• EXCERPTED TEXT

+ + + + +

Keywords:  non-synonymous; positive selection; re-sequencing; single nucleotide polymorphism; swine

Year:  2015        PMID: 26865845      PMCID: PMC4742324          DOI: 10.5808/GI.2015.13.4.137

Source DB:  PubMed          Journal:  Genomics Inform        ISSN: 1598-866X


Introduction

Artificial selection is an aspect of the process of domestication development [1] that is reflected in the evolution of domestic animals. Positive selection increases the fitness of adaptive traits [2]. Previous research has demonstrated that the selection and mating of domestic animals is determined by human-generated pressures, and the genetic differences resulting from artificial selection have led to economic development [3]. Among domestic animals, the pig has experienced a particularly long history of haplotype changes through artificial selection in the process of domestication [24]. For most of their history, studies have found positive selection in Yorkshire, Landrace, and Duroc to be associated with specific genes related to lactation [56], reproduction [7], meat quality [8], and growth [3] trait. Given the importance of these traits to the pig farming industry, it is necessary to detect the signals of positive selection in pigs. Identifying genomic selection using high-density single nucleotide polymorphism (SNP) arrays or sequencing data is useful for the discovery of putative trait-related genes. A variant under selection pressure between and/or within populations will show an increase of the frequency of particular alleles or linkage disequilibrium (LD) of SNPs. Selective sweep can cause genetic differentiation across populations [9]. The cross-population extended haplotype homozygosity (XPEHH) [10] and cross-population composite likelihood ratio (XPCLR) [9] tests are widely used to search for signals of selection between the populations. The XPEHH test detects the occurrence of selection based on measuring LD, while the XPCLR test considers the spatial patterns of allele frequencies of SNPs [9]. The XPCLR test is a likelihood method that uses differentiation of multi-locus allele frequencies between two populations to detect selective sweep. Selection with significant signals can break up the haplotype structures more rapidly than mutation or recombination processes [11]. In this study, the XPEHH and XPCLR between-population methods were implemented to detect positive selection in three pig breeds through resequencing using the Illumina HiSeq2000 platform (Illumina, Inc., San Diego, CA, USA). To further explain the biological implications of positively selected genes, functional enrichment analysis was performed.

+ + + + +

• DATASET CONTENT

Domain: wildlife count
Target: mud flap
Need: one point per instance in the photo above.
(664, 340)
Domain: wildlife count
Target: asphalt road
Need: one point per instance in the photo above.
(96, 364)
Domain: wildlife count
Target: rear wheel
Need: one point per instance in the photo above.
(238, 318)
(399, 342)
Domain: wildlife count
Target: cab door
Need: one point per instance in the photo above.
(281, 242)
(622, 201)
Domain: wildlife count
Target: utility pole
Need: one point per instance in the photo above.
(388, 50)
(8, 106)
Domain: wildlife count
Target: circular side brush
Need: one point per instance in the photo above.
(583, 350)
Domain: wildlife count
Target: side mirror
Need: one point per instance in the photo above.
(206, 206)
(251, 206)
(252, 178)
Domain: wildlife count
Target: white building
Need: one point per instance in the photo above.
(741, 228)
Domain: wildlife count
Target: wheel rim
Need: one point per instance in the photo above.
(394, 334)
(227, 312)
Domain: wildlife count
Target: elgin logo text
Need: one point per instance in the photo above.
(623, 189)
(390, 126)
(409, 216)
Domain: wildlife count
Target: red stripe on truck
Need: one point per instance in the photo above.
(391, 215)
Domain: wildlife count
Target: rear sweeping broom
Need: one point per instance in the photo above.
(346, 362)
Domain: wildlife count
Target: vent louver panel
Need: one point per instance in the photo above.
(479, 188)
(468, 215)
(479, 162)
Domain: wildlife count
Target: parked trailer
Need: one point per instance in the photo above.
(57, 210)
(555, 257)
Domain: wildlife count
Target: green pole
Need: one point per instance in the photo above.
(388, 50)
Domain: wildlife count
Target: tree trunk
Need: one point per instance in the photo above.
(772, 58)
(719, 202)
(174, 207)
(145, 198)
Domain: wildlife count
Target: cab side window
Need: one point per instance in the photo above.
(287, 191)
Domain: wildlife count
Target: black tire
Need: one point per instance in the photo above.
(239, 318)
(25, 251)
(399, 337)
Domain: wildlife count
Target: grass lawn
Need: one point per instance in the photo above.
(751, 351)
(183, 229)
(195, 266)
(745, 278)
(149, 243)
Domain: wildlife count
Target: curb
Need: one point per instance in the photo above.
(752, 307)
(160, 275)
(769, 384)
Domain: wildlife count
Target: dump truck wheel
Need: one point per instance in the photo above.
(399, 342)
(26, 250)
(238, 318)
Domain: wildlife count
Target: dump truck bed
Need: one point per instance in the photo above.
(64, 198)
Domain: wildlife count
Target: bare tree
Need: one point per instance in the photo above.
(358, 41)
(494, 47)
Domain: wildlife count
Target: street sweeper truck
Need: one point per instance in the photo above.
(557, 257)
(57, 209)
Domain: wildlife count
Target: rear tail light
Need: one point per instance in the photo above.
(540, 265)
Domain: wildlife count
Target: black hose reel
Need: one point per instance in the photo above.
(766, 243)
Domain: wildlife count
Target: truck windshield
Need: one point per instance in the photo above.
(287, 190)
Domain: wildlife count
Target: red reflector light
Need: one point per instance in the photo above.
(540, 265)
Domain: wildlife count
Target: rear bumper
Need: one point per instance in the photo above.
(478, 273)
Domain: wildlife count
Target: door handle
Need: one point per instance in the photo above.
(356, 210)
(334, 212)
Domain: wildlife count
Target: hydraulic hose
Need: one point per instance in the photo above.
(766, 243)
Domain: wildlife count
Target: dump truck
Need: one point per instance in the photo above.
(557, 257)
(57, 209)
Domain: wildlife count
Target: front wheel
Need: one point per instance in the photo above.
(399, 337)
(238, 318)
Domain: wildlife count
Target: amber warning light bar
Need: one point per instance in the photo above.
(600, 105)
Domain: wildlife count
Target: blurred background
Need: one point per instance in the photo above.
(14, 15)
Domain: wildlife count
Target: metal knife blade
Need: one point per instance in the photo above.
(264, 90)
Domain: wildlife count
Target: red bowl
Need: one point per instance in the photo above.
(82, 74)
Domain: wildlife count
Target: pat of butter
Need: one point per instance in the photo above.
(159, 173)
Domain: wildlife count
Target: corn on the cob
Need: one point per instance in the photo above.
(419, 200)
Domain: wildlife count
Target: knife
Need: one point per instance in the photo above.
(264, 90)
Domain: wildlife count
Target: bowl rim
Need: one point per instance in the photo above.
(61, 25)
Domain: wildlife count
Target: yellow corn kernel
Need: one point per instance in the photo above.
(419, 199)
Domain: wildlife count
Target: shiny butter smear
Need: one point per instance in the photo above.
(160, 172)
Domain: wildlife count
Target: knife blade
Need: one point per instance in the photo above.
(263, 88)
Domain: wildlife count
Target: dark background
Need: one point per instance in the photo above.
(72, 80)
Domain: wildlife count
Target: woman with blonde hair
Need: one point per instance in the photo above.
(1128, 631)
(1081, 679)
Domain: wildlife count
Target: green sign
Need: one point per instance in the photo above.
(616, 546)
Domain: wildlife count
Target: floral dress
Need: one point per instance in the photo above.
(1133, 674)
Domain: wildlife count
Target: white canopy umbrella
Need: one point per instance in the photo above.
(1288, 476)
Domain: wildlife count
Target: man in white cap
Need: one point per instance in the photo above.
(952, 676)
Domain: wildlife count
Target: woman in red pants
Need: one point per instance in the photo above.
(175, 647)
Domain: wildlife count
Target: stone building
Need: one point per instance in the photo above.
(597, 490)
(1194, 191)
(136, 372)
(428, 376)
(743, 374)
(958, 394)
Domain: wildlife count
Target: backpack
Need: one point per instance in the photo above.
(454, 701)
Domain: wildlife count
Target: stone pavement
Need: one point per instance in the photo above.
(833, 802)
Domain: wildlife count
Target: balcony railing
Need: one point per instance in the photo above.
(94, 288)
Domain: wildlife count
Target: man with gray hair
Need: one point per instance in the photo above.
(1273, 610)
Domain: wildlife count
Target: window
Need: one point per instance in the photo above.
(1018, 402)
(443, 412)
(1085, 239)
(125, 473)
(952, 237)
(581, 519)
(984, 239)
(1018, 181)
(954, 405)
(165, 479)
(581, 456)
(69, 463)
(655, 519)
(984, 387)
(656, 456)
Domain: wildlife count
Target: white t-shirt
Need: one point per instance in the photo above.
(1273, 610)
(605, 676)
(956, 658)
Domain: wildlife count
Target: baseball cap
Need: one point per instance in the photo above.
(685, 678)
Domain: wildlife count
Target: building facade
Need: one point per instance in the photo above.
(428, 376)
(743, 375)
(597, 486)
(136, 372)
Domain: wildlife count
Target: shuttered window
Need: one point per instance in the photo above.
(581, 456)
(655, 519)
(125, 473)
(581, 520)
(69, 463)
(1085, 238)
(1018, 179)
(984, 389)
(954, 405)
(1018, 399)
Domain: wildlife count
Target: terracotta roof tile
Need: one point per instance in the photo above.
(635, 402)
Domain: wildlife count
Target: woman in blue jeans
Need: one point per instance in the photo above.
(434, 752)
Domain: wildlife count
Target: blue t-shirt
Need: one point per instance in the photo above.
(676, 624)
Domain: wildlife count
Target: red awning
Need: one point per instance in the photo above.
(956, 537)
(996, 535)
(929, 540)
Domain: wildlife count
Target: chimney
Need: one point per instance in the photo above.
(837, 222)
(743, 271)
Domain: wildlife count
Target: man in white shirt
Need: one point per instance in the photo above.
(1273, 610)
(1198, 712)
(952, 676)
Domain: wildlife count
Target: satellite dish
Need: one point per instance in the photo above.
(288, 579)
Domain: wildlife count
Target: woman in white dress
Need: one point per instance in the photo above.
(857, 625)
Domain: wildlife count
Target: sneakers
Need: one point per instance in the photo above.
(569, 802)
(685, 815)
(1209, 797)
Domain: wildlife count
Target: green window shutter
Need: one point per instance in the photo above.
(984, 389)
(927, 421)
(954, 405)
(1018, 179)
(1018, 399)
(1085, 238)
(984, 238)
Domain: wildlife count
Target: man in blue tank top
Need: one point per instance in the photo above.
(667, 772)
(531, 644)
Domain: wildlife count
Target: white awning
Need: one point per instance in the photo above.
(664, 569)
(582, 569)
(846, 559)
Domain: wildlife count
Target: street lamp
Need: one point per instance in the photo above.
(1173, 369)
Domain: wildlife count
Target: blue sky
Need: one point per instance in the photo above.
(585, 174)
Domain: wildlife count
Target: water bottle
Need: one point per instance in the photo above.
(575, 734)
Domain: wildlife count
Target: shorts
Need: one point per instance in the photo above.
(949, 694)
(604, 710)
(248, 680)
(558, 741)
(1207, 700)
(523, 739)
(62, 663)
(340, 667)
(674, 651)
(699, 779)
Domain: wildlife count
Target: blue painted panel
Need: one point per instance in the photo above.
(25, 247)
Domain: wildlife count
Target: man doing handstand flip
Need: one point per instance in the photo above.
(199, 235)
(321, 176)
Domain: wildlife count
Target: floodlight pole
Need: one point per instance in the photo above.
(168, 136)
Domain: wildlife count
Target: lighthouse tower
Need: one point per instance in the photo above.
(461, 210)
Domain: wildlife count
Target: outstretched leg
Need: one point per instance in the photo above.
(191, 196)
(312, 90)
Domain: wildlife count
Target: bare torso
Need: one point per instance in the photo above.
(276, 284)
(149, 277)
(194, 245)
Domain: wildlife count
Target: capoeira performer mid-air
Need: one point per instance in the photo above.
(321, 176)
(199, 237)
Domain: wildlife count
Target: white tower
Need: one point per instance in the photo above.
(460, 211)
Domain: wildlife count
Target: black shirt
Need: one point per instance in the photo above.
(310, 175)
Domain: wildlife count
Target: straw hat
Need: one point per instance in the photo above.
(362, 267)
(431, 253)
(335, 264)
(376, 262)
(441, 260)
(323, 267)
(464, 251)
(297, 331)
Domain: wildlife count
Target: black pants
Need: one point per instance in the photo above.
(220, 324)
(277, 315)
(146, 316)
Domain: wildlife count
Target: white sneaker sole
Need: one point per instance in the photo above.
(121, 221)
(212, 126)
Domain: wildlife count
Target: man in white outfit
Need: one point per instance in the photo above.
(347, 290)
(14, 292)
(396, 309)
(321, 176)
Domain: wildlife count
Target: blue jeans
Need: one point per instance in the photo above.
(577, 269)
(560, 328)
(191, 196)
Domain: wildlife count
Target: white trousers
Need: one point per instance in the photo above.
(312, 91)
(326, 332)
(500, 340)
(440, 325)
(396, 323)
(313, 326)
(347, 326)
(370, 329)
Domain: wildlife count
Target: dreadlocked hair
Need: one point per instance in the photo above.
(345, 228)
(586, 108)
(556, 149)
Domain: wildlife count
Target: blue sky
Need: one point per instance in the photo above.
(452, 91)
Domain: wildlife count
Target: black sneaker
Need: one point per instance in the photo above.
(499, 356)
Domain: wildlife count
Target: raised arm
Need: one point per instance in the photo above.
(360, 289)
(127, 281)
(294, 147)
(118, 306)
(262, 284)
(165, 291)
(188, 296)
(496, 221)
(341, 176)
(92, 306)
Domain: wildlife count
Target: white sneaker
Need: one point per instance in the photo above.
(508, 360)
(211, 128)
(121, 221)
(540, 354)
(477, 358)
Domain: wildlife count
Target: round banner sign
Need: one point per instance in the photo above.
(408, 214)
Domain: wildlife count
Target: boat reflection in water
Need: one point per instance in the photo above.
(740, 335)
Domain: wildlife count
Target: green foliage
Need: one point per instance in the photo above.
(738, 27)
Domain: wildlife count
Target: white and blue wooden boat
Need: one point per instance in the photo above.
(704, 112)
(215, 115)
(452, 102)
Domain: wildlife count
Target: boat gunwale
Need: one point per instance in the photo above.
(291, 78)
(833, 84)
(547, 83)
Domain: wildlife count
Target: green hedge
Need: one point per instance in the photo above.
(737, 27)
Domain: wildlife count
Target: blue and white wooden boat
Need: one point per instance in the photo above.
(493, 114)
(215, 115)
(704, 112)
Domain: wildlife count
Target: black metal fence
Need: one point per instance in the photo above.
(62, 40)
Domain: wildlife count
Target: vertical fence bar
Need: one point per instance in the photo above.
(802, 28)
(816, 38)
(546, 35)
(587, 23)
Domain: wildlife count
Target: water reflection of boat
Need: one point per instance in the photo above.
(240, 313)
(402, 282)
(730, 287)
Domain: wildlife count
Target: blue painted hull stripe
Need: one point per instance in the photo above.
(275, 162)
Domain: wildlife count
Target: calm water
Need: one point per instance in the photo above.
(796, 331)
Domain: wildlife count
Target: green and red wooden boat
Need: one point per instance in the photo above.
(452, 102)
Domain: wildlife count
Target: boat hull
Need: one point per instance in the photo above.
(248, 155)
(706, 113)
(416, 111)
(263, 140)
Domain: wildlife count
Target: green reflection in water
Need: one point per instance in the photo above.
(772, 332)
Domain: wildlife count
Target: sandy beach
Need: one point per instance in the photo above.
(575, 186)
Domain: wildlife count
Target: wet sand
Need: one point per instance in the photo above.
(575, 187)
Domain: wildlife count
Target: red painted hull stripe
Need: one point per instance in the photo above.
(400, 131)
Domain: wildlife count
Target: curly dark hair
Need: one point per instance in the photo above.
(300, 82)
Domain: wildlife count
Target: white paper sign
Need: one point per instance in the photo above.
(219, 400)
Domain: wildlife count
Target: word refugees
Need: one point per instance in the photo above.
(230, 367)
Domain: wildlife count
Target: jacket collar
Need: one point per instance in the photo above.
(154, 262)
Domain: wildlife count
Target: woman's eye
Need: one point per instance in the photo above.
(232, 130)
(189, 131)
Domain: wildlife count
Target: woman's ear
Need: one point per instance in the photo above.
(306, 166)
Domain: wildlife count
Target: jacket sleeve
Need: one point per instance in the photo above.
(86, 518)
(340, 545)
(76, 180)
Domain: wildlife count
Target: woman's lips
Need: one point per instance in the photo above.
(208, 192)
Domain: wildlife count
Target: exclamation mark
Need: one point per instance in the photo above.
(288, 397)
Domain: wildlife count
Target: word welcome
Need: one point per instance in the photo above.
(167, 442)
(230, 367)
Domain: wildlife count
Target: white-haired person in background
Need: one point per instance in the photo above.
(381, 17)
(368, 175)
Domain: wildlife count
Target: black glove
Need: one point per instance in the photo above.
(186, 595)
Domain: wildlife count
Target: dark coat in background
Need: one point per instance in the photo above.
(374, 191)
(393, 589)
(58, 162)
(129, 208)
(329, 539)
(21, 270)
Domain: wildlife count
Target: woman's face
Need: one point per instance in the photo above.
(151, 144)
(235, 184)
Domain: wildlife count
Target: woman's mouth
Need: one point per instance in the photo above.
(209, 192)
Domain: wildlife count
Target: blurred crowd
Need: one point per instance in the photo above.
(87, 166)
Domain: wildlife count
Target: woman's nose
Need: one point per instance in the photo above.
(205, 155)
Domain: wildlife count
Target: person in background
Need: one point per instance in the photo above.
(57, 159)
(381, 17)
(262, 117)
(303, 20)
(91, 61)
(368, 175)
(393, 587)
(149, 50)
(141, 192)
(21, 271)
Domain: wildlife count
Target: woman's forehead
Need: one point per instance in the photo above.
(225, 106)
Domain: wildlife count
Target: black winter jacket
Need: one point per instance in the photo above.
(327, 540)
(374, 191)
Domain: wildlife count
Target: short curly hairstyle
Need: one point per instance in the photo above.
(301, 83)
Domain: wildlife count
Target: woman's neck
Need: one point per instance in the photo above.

+ + + + +

• ACTIVITY LIST
- A) From the introduction on positive selection in pigs, list the traits that studies have tied to genes under positive selection in Yorkshire, Landrace, and Duroc.
- B) According to the introduction on positive selection in pigs, what does the XPCLR test consider in order to detect selection?
- C) Carry on the introduction on positive selection in pigs after its last sentence.

• ANSWERS IN ORDER
- A) Lactation, reproduction, meat quality, and growth

- B) The spatial patterns of allele frequencies of SNPs

- C)
Methods

Sampling and whole-genome sequencing

We used genomic DNA samples gathered from 12 males and 12 females of three pig breeds: Yorkshire, 2 males and 3 females; Landrace, 7 males and 6 females; and Duroc, 3 males and 3 females. Blood samples were collected for DNA extraction. Sample collections and DNA quality check procedures were performed according to the manufacturer's instructions. Next, we constructed genomic DNA libraries for each sample using TruSeq DNA Library kits (Illumina). The paired-end library was sequenced on an Illumina HiSeq 2000 sequencing platform. The pair-end sequence reads were aligned to the reference pig genome sequence from University of California, Santa Cruz (UCSC; http://genome.ucsc.edu/; susScr3) using Bowtie2 with the default setting. We used the following open-source software: Bowtie2, Picard tools 1.94 (http://picard.sourceforge.net), Samtools 0.1.19 [12], Genome Analysis Toolkit (GATK) 2.6.4 [13], and VCFtools 4.0 [14] for resequencing data processing and SNP calling. Substitution calling was performed using GATK Unified-Genotyper. We phased the haplotypes for the entire pig populations using BEAGLE [15]. Picard tools was used for duplicate read removal and all mate-pair information confirmation. Samtools was used for indexing the results from bam files and calculating the mapped reads using the flagstat option. GATK was used for realignment and SNP calling from resequencing data, and VCFtools was used when VCF files were handled. After filtering, non-biallelic SNPs were excluded.

Detection of selective sweep

To detect selective sweep, we implemented two between-populations methods (XPEHH and XPCLR) between each pairwise breed contrast. These statistics used the phased data based on the SNP genotypes obtained from the wholegenome resequencing. For each contrast, XPEHH and XPCLR were implemented across all SNPs between the three pig breeds to identify potential positive selection. We used a p-value of <0.01 for XPEHH and the top 1,000 genes in XPCLR as the cutoff criteria. These tests revealed that some SNPs might have been under positive selection in the Yorkshire, Landrace, and Duroc breeds, respectively.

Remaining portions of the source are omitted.